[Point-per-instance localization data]
= = = =

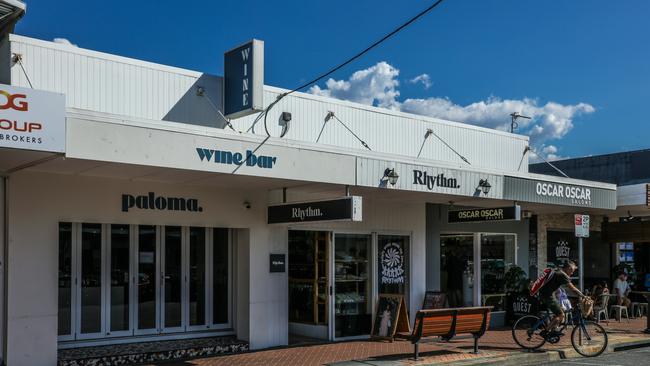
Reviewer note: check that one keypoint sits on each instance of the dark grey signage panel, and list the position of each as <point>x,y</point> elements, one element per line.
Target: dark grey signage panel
<point>510,213</point>
<point>277,263</point>
<point>346,208</point>
<point>243,79</point>
<point>555,193</point>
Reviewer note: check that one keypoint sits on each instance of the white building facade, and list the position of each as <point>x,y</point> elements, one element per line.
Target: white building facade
<point>149,220</point>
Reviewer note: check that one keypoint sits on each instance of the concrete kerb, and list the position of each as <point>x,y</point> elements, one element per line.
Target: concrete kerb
<point>516,358</point>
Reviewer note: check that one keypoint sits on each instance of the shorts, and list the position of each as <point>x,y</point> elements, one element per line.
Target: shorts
<point>552,304</point>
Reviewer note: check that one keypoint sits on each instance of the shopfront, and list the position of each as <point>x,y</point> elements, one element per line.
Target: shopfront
<point>337,275</point>
<point>150,223</point>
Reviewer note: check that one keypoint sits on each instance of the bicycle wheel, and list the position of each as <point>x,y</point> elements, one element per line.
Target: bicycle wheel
<point>589,339</point>
<point>526,332</point>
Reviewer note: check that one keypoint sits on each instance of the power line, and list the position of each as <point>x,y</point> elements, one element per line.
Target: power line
<point>528,148</point>
<point>364,51</point>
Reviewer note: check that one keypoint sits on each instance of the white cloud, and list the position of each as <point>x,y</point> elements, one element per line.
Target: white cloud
<point>425,79</point>
<point>63,41</point>
<point>378,85</point>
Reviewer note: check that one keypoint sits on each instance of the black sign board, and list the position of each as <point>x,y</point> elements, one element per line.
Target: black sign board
<point>346,208</point>
<point>277,263</point>
<point>485,214</point>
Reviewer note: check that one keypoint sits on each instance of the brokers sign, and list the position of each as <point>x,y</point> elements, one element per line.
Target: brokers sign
<point>243,79</point>
<point>32,119</point>
<point>485,214</point>
<point>345,208</point>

= = = =

■ What you will do ■
Copy out exactly the lines that run from the one holding "of the black" through the end of the data above.

■ Response to the exercise ■
Reviewer note: check that one keypoint sits on each instance of the black sign board, and list the position of each as <point>x,y</point> elements, one element per line.
Target: black sign board
<point>346,208</point>
<point>277,263</point>
<point>485,214</point>
Reviewer note: check that one keypoint sits on each instance of the brokers sign, and list the position of each as <point>x,y</point> elements, one element per line.
Target: brokers sign
<point>243,79</point>
<point>32,119</point>
<point>485,214</point>
<point>345,208</point>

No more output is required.